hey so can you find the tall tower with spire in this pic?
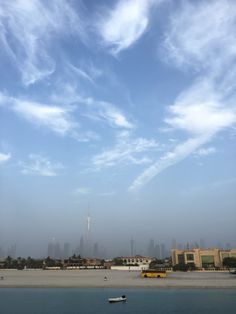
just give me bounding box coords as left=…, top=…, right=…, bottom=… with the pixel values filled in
left=85, top=210, right=91, bottom=257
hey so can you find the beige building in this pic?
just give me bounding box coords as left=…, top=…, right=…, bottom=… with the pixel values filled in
left=172, top=248, right=236, bottom=268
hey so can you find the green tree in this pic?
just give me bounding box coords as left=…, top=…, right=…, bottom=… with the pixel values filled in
left=113, top=258, right=124, bottom=266
left=223, top=257, right=236, bottom=268
left=173, top=263, right=196, bottom=271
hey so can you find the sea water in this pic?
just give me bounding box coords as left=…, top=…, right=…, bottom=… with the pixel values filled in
left=0, top=288, right=235, bottom=314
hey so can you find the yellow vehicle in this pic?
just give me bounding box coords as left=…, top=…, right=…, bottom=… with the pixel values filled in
left=141, top=270, right=167, bottom=278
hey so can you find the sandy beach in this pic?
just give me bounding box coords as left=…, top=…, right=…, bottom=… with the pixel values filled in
left=0, top=270, right=236, bottom=289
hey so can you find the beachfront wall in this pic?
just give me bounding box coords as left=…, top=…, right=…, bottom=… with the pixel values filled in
left=111, top=265, right=149, bottom=271
left=171, top=248, right=236, bottom=268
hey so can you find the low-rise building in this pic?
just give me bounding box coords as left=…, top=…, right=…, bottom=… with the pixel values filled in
left=120, top=255, right=153, bottom=266
left=172, top=248, right=236, bottom=268
left=110, top=255, right=153, bottom=271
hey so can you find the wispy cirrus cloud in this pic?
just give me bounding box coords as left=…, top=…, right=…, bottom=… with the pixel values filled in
left=1, top=89, right=133, bottom=141
left=49, top=82, right=134, bottom=129
left=0, top=152, right=11, bottom=164
left=0, top=0, right=84, bottom=85
left=163, top=0, right=236, bottom=72
left=68, top=63, right=95, bottom=85
left=92, top=131, right=158, bottom=170
left=129, top=80, right=236, bottom=191
left=97, top=0, right=159, bottom=54
left=50, top=84, right=134, bottom=129
left=68, top=61, right=103, bottom=86
left=194, top=147, right=217, bottom=157
left=129, top=135, right=210, bottom=191
left=84, top=98, right=134, bottom=129
left=19, top=154, right=63, bottom=176
left=0, top=93, right=77, bottom=136
left=129, top=0, right=236, bottom=191
left=13, top=100, right=76, bottom=136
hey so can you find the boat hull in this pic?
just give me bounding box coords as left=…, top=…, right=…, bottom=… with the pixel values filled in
left=108, top=297, right=127, bottom=303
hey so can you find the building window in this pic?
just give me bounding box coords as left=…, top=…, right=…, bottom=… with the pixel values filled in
left=221, top=253, right=229, bottom=260
left=186, top=254, right=194, bottom=261
left=201, top=255, right=215, bottom=268
left=177, top=254, right=185, bottom=264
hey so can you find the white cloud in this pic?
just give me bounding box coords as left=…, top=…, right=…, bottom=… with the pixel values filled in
left=13, top=99, right=76, bottom=136
left=129, top=80, right=236, bottom=191
left=129, top=135, right=210, bottom=191
left=92, top=132, right=158, bottom=169
left=0, top=92, right=77, bottom=136
left=165, top=80, right=236, bottom=136
left=1, top=90, right=133, bottom=140
left=0, top=0, right=83, bottom=85
left=130, top=0, right=236, bottom=191
left=97, top=0, right=158, bottom=54
left=84, top=98, right=134, bottom=129
left=68, top=63, right=95, bottom=85
left=194, top=147, right=217, bottom=157
left=73, top=187, right=91, bottom=195
left=68, top=61, right=103, bottom=85
left=163, top=0, right=236, bottom=72
left=0, top=152, right=11, bottom=163
left=49, top=84, right=133, bottom=130
left=19, top=154, right=63, bottom=176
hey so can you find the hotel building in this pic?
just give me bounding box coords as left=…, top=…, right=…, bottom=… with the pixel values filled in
left=171, top=248, right=236, bottom=268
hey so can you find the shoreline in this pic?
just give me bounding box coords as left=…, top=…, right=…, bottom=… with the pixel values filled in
left=0, top=270, right=236, bottom=289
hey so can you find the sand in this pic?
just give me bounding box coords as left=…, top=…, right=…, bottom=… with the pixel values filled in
left=0, top=270, right=236, bottom=289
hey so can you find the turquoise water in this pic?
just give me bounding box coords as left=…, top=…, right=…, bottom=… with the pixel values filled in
left=0, top=288, right=235, bottom=314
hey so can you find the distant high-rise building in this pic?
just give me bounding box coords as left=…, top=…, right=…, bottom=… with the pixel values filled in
left=155, top=244, right=161, bottom=259
left=130, top=238, right=134, bottom=256
left=63, top=243, right=70, bottom=258
left=93, top=242, right=99, bottom=257
left=86, top=212, right=91, bottom=257
left=160, top=243, right=166, bottom=259
left=47, top=242, right=54, bottom=258
left=171, top=238, right=177, bottom=249
left=147, top=239, right=155, bottom=257
left=79, top=236, right=84, bottom=257
left=54, top=242, right=61, bottom=259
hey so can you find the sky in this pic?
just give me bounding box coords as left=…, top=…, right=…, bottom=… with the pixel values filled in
left=0, top=0, right=236, bottom=257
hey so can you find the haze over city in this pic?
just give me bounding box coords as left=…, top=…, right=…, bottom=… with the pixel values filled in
left=0, top=0, right=236, bottom=258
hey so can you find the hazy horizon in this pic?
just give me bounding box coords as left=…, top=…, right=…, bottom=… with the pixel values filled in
left=1, top=0, right=236, bottom=259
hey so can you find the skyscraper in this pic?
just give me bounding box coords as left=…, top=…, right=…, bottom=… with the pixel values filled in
left=147, top=239, right=155, bottom=257
left=85, top=212, right=91, bottom=257
left=130, top=238, right=134, bottom=256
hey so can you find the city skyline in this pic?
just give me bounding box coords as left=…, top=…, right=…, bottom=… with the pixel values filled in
left=0, top=0, right=236, bottom=256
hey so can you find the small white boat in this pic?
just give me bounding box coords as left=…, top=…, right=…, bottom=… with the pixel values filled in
left=108, top=295, right=127, bottom=303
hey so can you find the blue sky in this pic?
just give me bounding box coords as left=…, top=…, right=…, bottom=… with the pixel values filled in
left=0, top=0, right=236, bottom=256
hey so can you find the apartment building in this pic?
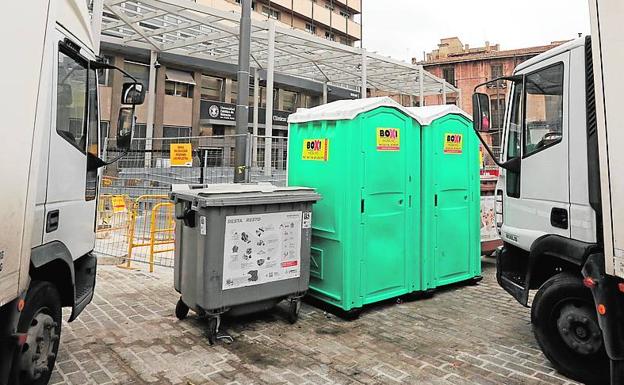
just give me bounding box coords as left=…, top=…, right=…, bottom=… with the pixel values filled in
left=417, top=37, right=567, bottom=131
left=198, top=0, right=362, bottom=46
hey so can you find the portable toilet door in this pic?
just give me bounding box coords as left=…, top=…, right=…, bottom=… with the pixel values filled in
left=358, top=107, right=420, bottom=306
left=410, top=106, right=481, bottom=290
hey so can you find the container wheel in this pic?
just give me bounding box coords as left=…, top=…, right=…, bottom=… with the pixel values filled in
left=207, top=317, right=218, bottom=345
left=175, top=298, right=189, bottom=320
left=531, top=272, right=609, bottom=384
left=10, top=281, right=62, bottom=385
left=287, top=299, right=301, bottom=324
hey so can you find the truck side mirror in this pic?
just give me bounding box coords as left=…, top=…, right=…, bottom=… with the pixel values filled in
left=121, top=82, right=146, bottom=105
left=117, top=107, right=134, bottom=151
left=472, top=93, right=491, bottom=132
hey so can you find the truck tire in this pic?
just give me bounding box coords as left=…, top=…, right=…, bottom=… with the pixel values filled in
left=10, top=281, right=62, bottom=385
left=532, top=272, right=609, bottom=384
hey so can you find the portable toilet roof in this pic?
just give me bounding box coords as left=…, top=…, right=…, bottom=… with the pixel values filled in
left=406, top=105, right=472, bottom=125
left=288, top=96, right=425, bottom=125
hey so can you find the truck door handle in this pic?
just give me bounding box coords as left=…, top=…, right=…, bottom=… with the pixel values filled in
left=550, top=208, right=568, bottom=229
left=46, top=210, right=59, bottom=233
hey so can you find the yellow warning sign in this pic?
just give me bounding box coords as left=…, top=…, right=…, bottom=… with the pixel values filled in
left=302, top=138, right=329, bottom=161
left=170, top=143, right=193, bottom=167
left=444, top=133, right=463, bottom=154
left=376, top=128, right=400, bottom=151
left=111, top=196, right=126, bottom=213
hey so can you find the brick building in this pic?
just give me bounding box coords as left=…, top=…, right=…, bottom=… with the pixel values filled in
left=415, top=37, right=567, bottom=139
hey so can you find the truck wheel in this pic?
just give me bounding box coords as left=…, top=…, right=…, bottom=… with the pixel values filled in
left=532, top=272, right=609, bottom=384
left=175, top=298, right=189, bottom=320
left=11, top=281, right=62, bottom=385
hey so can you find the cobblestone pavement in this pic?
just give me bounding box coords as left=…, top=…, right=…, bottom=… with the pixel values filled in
left=50, top=258, right=580, bottom=385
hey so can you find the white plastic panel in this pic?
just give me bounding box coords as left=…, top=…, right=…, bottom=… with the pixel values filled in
left=590, top=0, right=624, bottom=277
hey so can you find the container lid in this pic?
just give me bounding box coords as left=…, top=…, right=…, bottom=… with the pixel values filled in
left=287, top=96, right=425, bottom=124
left=170, top=182, right=321, bottom=207
left=405, top=105, right=472, bottom=125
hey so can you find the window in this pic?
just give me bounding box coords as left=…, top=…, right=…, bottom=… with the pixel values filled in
left=262, top=6, right=280, bottom=20
left=491, top=63, right=503, bottom=80
left=163, top=126, right=191, bottom=138
left=325, top=31, right=335, bottom=41
left=57, top=48, right=88, bottom=152
left=325, top=2, right=334, bottom=11
left=165, top=81, right=191, bottom=97
left=201, top=75, right=223, bottom=101
left=97, top=55, right=113, bottom=86
left=442, top=67, right=455, bottom=86
left=507, top=82, right=523, bottom=160
left=506, top=81, right=523, bottom=198
left=203, top=148, right=224, bottom=167
left=523, top=63, right=564, bottom=156
left=100, top=121, right=110, bottom=150
left=305, top=23, right=317, bottom=34
left=491, top=97, right=506, bottom=130
left=86, top=66, right=99, bottom=200
left=281, top=90, right=298, bottom=112
left=340, top=10, right=351, bottom=18
left=123, top=61, right=150, bottom=90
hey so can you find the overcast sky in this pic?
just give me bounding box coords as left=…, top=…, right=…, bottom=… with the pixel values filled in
left=361, top=0, right=591, bottom=62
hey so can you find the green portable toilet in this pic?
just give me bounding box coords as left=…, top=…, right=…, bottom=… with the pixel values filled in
left=287, top=97, right=423, bottom=314
left=407, top=105, right=481, bottom=290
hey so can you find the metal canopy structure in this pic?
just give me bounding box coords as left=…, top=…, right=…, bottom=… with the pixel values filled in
left=97, top=0, right=459, bottom=100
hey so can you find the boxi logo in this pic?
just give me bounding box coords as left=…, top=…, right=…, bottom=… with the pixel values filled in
left=376, top=127, right=400, bottom=151
left=302, top=138, right=329, bottom=161
left=305, top=139, right=323, bottom=151
left=379, top=128, right=398, bottom=139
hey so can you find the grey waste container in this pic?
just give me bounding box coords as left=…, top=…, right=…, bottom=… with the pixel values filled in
left=170, top=183, right=321, bottom=343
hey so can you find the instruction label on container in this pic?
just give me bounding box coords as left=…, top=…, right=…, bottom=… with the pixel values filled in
left=376, top=128, right=400, bottom=151
left=170, top=143, right=193, bottom=167
left=444, top=133, right=463, bottom=154
left=302, top=139, right=329, bottom=161
left=222, top=211, right=302, bottom=290
left=302, top=212, right=312, bottom=229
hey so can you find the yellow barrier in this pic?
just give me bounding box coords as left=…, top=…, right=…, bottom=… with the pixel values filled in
left=96, top=194, right=131, bottom=238
left=123, top=195, right=174, bottom=271
left=148, top=202, right=176, bottom=273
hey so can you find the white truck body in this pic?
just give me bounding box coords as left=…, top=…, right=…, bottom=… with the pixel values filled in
left=0, top=2, right=52, bottom=307
left=589, top=0, right=624, bottom=279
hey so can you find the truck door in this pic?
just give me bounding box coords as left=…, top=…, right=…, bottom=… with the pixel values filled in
left=43, top=32, right=99, bottom=260
left=501, top=53, right=570, bottom=249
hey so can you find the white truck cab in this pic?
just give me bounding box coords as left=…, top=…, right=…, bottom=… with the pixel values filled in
left=0, top=2, right=144, bottom=384
left=472, top=1, right=624, bottom=383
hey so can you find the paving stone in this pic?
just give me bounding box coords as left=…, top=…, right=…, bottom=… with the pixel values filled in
left=50, top=260, right=581, bottom=384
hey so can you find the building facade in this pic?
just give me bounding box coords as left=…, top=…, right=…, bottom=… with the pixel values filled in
left=97, top=0, right=363, bottom=153
left=199, top=0, right=362, bottom=46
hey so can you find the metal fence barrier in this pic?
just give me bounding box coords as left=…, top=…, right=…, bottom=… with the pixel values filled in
left=95, top=134, right=288, bottom=268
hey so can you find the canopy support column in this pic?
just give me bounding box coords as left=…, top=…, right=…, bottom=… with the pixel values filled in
left=264, top=20, right=275, bottom=177
left=234, top=0, right=252, bottom=183
left=252, top=67, right=259, bottom=167
left=419, top=66, right=424, bottom=106
left=361, top=51, right=367, bottom=99
left=323, top=82, right=328, bottom=104
left=442, top=82, right=447, bottom=105
left=145, top=50, right=158, bottom=167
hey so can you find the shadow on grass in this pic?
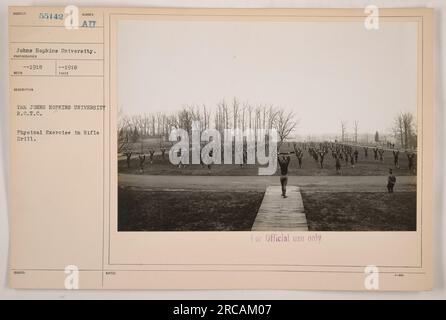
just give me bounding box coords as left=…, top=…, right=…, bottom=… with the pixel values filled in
left=118, top=187, right=264, bottom=231
left=301, top=191, right=416, bottom=231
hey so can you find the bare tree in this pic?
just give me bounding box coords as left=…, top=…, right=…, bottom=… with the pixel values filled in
left=177, top=106, right=195, bottom=134
left=117, top=109, right=131, bottom=153
left=402, top=113, right=415, bottom=149
left=247, top=104, right=253, bottom=129
left=119, top=99, right=301, bottom=153
left=267, top=105, right=279, bottom=130
left=341, top=121, right=347, bottom=142
left=232, top=97, right=239, bottom=129
left=142, top=114, right=150, bottom=137
left=353, top=121, right=359, bottom=143
left=156, top=112, right=163, bottom=136
left=223, top=100, right=229, bottom=129
left=254, top=106, right=261, bottom=135
left=393, top=112, right=416, bottom=149
left=202, top=104, right=210, bottom=130
left=241, top=104, right=245, bottom=130
left=273, top=110, right=298, bottom=149
left=393, top=114, right=405, bottom=147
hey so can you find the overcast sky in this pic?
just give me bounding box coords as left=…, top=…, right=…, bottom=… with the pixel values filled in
left=118, top=20, right=417, bottom=136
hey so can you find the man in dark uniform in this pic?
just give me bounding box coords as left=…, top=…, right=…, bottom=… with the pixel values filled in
left=138, top=153, right=146, bottom=173
left=124, top=151, right=132, bottom=169
left=378, top=149, right=385, bottom=162
left=407, top=152, right=416, bottom=173
left=335, top=154, right=341, bottom=174
left=240, top=148, right=247, bottom=168
left=350, top=152, right=355, bottom=168
left=373, top=147, right=378, bottom=160
left=393, top=150, right=400, bottom=168
left=387, top=168, right=396, bottom=193
left=297, top=151, right=303, bottom=169
left=318, top=150, right=325, bottom=168
left=177, top=149, right=183, bottom=168
left=148, top=148, right=155, bottom=164
left=278, top=154, right=291, bottom=198
left=207, top=149, right=214, bottom=173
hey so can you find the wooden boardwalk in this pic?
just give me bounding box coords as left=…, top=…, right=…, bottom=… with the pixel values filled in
left=251, top=186, right=308, bottom=231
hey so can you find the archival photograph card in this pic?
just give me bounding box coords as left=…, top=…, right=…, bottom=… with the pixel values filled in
left=8, top=7, right=433, bottom=290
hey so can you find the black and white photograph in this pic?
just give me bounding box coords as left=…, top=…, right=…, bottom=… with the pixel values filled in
left=117, top=19, right=418, bottom=232
left=3, top=3, right=441, bottom=295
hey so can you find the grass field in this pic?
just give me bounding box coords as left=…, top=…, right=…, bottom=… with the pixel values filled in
left=118, top=148, right=416, bottom=176
left=118, top=186, right=416, bottom=231
left=301, top=191, right=416, bottom=231
left=118, top=187, right=264, bottom=231
left=118, top=140, right=417, bottom=231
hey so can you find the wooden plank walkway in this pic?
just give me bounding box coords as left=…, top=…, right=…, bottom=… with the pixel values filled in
left=251, top=186, right=308, bottom=231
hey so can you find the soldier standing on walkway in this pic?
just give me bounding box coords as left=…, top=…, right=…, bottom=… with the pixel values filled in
left=278, top=154, right=291, bottom=198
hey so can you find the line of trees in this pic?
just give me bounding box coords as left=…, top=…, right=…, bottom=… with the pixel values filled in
left=393, top=112, right=417, bottom=149
left=118, top=98, right=298, bottom=152
left=338, top=112, right=417, bottom=149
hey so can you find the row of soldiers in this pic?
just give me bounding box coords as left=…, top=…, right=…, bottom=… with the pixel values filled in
left=122, top=142, right=417, bottom=174
left=122, top=147, right=168, bottom=173
left=292, top=142, right=416, bottom=174
left=123, top=145, right=248, bottom=173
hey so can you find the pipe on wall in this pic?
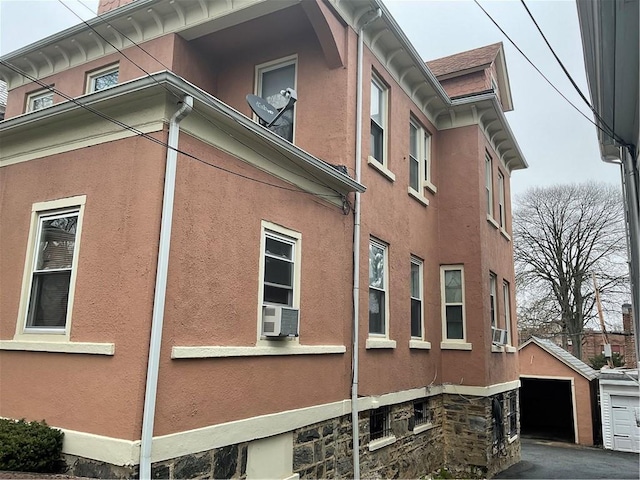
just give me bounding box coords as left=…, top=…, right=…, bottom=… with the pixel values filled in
left=140, top=95, right=193, bottom=480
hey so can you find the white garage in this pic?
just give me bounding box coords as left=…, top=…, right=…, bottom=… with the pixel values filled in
left=599, top=369, right=640, bottom=453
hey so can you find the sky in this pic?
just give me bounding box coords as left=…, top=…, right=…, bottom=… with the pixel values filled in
left=0, top=0, right=623, bottom=200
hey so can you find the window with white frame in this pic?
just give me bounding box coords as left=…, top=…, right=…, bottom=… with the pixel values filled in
left=408, top=120, right=432, bottom=193
left=503, top=281, right=512, bottom=345
left=489, top=272, right=497, bottom=329
left=498, top=172, right=506, bottom=228
left=21, top=199, right=85, bottom=333
left=256, top=57, right=296, bottom=142
left=370, top=406, right=391, bottom=441
left=87, top=65, right=119, bottom=93
left=410, top=258, right=423, bottom=338
left=369, top=239, right=387, bottom=335
left=370, top=75, right=387, bottom=164
left=27, top=89, right=54, bottom=112
left=413, top=399, right=432, bottom=428
left=261, top=229, right=298, bottom=307
left=441, top=266, right=465, bottom=340
left=485, top=151, right=494, bottom=217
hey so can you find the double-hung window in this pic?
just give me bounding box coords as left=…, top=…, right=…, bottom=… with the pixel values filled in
left=489, top=273, right=497, bottom=330
left=409, top=120, right=433, bottom=194
left=498, top=172, right=506, bottom=228
left=256, top=56, right=297, bottom=142
left=485, top=151, right=494, bottom=217
left=370, top=76, right=387, bottom=164
left=27, top=89, right=54, bottom=112
left=18, top=196, right=86, bottom=336
left=441, top=266, right=465, bottom=341
left=87, top=65, right=119, bottom=93
left=503, top=281, right=512, bottom=345
left=369, top=240, right=387, bottom=335
left=262, top=231, right=297, bottom=307
left=410, top=258, right=423, bottom=338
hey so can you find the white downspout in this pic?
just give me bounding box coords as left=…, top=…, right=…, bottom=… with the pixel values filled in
left=352, top=9, right=381, bottom=480
left=140, top=95, right=193, bottom=480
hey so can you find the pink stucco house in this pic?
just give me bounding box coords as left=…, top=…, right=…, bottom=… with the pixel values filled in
left=0, top=0, right=527, bottom=478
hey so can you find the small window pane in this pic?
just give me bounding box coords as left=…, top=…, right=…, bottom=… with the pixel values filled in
left=36, top=216, right=77, bottom=270
left=264, top=257, right=293, bottom=287
left=411, top=298, right=421, bottom=337
left=410, top=262, right=420, bottom=298
left=266, top=237, right=292, bottom=260
left=409, top=157, right=419, bottom=191
left=369, top=243, right=385, bottom=288
left=261, top=63, right=295, bottom=142
left=26, top=271, right=71, bottom=328
left=370, top=81, right=382, bottom=123
left=423, top=134, right=431, bottom=183
left=371, top=121, right=383, bottom=161
left=444, top=270, right=462, bottom=303
left=410, top=124, right=418, bottom=158
left=263, top=284, right=292, bottom=305
left=446, top=305, right=463, bottom=339
left=30, top=93, right=54, bottom=111
left=93, top=70, right=118, bottom=91
left=369, top=289, right=385, bottom=334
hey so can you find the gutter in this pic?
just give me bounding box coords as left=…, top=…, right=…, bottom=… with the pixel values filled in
left=351, top=8, right=381, bottom=479
left=140, top=95, right=193, bottom=480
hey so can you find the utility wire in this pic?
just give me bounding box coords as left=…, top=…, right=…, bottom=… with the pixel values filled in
left=519, top=0, right=626, bottom=146
left=0, top=59, right=344, bottom=202
left=472, top=0, right=622, bottom=144
left=59, top=0, right=348, bottom=201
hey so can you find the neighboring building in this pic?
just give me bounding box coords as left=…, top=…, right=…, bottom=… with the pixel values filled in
left=599, top=368, right=640, bottom=453
left=0, top=0, right=527, bottom=478
left=577, top=0, right=640, bottom=368
left=519, top=337, right=599, bottom=446
left=0, top=81, right=7, bottom=120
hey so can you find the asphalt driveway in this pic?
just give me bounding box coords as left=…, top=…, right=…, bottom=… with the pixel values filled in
left=496, top=437, right=639, bottom=479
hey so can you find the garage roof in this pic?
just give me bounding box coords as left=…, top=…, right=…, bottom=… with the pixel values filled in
left=520, top=337, right=599, bottom=381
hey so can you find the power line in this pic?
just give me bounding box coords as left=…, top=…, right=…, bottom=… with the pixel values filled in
left=518, top=0, right=626, bottom=146
left=0, top=59, right=345, bottom=204
left=472, top=0, right=621, bottom=143
left=59, top=0, right=348, bottom=200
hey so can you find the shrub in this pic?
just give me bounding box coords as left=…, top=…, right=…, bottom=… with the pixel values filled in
left=589, top=352, right=625, bottom=369
left=0, top=418, right=65, bottom=473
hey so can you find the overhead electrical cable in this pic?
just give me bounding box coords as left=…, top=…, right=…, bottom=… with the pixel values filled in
left=519, top=0, right=626, bottom=145
left=472, top=0, right=623, bottom=143
left=59, top=0, right=348, bottom=200
left=0, top=59, right=346, bottom=203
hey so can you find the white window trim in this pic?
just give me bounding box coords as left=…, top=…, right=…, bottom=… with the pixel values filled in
left=485, top=151, right=494, bottom=218
left=440, top=265, right=469, bottom=345
left=410, top=256, right=425, bottom=340
left=255, top=55, right=298, bottom=143
left=256, top=220, right=301, bottom=345
left=86, top=64, right=119, bottom=93
left=26, top=89, right=54, bottom=112
left=368, top=434, right=397, bottom=451
left=370, top=74, right=388, bottom=166
left=408, top=118, right=435, bottom=203
left=498, top=171, right=506, bottom=228
left=503, top=280, right=512, bottom=346
left=490, top=272, right=497, bottom=330
left=14, top=196, right=86, bottom=342
left=368, top=238, right=391, bottom=343
left=368, top=155, right=396, bottom=182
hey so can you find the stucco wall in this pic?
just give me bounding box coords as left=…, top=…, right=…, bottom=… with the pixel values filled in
left=0, top=134, right=167, bottom=440
left=520, top=343, right=594, bottom=445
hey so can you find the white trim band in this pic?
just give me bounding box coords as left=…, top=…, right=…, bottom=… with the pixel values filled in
left=0, top=340, right=115, bottom=355
left=171, top=344, right=346, bottom=359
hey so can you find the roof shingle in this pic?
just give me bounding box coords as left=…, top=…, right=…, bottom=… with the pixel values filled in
left=427, top=42, right=502, bottom=77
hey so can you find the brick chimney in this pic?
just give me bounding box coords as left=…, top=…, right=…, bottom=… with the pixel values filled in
left=622, top=303, right=637, bottom=368
left=98, top=0, right=136, bottom=14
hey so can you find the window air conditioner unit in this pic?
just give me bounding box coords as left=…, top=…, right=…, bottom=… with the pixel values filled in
left=262, top=305, right=299, bottom=338
left=492, top=327, right=508, bottom=345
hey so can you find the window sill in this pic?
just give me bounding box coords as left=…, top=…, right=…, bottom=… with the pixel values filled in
left=486, top=215, right=499, bottom=229
left=508, top=434, right=519, bottom=444
left=408, top=188, right=429, bottom=206
left=367, top=156, right=396, bottom=182
left=491, top=344, right=505, bottom=353
left=171, top=344, right=346, bottom=358
left=440, top=341, right=472, bottom=351
left=500, top=228, right=511, bottom=241
left=413, top=423, right=435, bottom=435
left=505, top=345, right=517, bottom=353
left=409, top=340, right=432, bottom=350
left=365, top=338, right=397, bottom=349
left=424, top=181, right=437, bottom=194
left=0, top=340, right=115, bottom=355
left=368, top=435, right=396, bottom=451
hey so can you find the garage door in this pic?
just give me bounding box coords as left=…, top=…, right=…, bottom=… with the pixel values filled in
left=611, top=395, right=640, bottom=453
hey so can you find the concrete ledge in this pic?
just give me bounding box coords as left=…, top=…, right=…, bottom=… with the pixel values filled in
left=368, top=435, right=397, bottom=451
left=172, top=345, right=346, bottom=358
left=0, top=340, right=115, bottom=355
left=368, top=156, right=396, bottom=182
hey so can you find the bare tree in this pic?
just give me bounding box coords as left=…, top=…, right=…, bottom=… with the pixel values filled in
left=513, top=183, right=628, bottom=359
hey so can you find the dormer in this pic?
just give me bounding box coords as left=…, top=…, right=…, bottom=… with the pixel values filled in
left=426, top=42, right=514, bottom=112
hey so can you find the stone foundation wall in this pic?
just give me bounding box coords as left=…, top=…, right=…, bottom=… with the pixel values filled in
left=62, top=390, right=520, bottom=479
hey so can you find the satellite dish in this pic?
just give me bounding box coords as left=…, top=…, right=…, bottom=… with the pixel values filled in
left=246, top=88, right=297, bottom=128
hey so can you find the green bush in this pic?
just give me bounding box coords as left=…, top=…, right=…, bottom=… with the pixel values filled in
left=589, top=352, right=625, bottom=369
left=0, top=418, right=65, bottom=473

------

== What you will do ==
Can you repeat, word for word, every line above from the one containing "hey so can you find the yellow vehicle" down to the one containing "hey so can you find the building window", including both?

== Result of this exercise ==
hey so can you find the yellow vehicle in this pic?
just give me bounding box coords as left=…, top=…, right=…, bottom=… with the pixel values filled in
left=141, top=270, right=167, bottom=278
hey so can you find the sandy beach in this pic?
just give me bounding box coords as left=…, top=…, right=…, bottom=… with the pixel values filled in
left=0, top=270, right=236, bottom=289
hey so can you find the beachfront wall in this pic?
just give me bounding box coords as left=…, top=…, right=…, bottom=… with the pixel values filled in
left=111, top=265, right=149, bottom=271
left=171, top=248, right=236, bottom=268
hey so can you find the low-rise building in this pic?
just give me bounding box coords as left=…, top=…, right=…, bottom=… with the pixel values filled in
left=120, top=255, right=153, bottom=266
left=172, top=248, right=236, bottom=268
left=110, top=255, right=153, bottom=271
hey so can you find the wispy cirrus cloud in this pic?
just give me bounding box coords as left=…, top=…, right=…, bottom=… with the pixel values filled in
left=1, top=89, right=133, bottom=141
left=49, top=82, right=134, bottom=129
left=0, top=152, right=11, bottom=164
left=0, top=0, right=84, bottom=85
left=163, top=0, right=236, bottom=72
left=68, top=63, right=95, bottom=85
left=92, top=131, right=158, bottom=170
left=129, top=80, right=236, bottom=191
left=97, top=0, right=159, bottom=54
left=50, top=84, right=134, bottom=129
left=68, top=61, right=103, bottom=86
left=194, top=147, right=217, bottom=157
left=129, top=135, right=210, bottom=191
left=84, top=98, right=134, bottom=129
left=19, top=154, right=63, bottom=176
left=0, top=93, right=77, bottom=136
left=129, top=0, right=236, bottom=191
left=13, top=100, right=76, bottom=136
hey so can you find the boat hull in this pic?
just give me bounding box coords as left=…, top=…, right=…, bottom=… with the pixel values filled in
left=108, top=297, right=127, bottom=303
hey so can you find the building window in this pic?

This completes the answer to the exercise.